### Instructions to follow
Please extract every line of the listing below word for word, leaving the pictures out.

** BEGIN **

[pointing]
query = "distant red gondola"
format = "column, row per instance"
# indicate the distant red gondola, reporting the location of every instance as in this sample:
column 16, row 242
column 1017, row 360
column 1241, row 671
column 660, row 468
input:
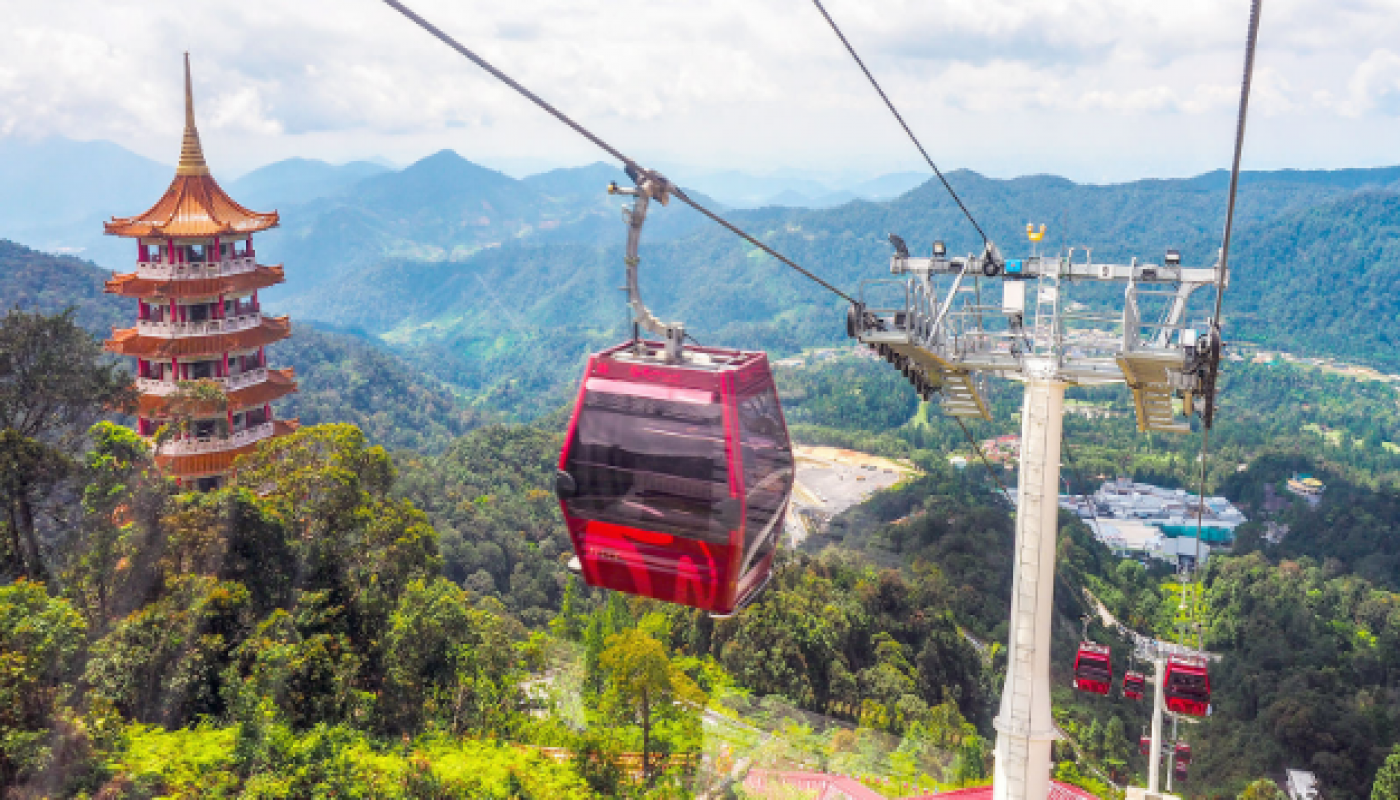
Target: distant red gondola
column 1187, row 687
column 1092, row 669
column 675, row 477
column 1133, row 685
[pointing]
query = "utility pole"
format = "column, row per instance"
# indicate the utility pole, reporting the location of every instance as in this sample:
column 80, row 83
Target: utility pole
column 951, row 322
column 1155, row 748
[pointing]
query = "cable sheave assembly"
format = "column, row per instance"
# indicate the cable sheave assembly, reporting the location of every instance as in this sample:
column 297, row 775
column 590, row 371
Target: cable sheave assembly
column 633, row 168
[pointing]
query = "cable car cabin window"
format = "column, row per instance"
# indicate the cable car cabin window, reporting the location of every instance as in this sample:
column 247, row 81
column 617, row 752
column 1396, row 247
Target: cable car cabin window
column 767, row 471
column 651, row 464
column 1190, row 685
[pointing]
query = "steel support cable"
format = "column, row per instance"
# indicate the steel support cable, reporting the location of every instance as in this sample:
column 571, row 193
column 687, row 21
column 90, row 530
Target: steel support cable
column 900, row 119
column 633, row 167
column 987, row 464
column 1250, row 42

** END **

### Reply to the task
[pointing]
query = "distant red gondola"
format = "column, row per instance"
# indicate the distant red gondola, reporting the location of every instance as in this sample:
column 16, row 242
column 1017, row 360
column 1241, row 671
column 660, row 468
input:
Target: distant red gondola
column 1187, row 687
column 1092, row 669
column 675, row 477
column 1133, row 685
[pointing]
query = "utility pole"
format = "column, row per instance"
# indicate the utility pole, reporting the location of every instance as in this sample:
column 80, row 83
Target: utility pole
column 951, row 322
column 1155, row 748
[pointing]
query = "cable sheave assembly"
format = "column, row per instance"
# indicate the cable sheave assembly, reporting the location of every instance as in this sample:
column 297, row 775
column 590, row 371
Target: cable sheave assembly
column 633, row 168
[pointing]
query = "cable car cabin window"
format = "column, row per instance"
# indicate the cable car cabin window, reporting the location of every instance as in this sample:
column 247, row 81
column 617, row 752
column 1396, row 247
Target: cable car cabin window
column 767, row 471
column 651, row 464
column 1190, row 685
[pointing]
query = "steel support cable"
format = "column, row per instance"
# indicate the steel support cable, reporting the location of every instance as in this sample:
column 571, row 193
column 687, row 21
column 90, row 530
Target: steel support cable
column 900, row 119
column 633, row 167
column 987, row 464
column 1250, row 42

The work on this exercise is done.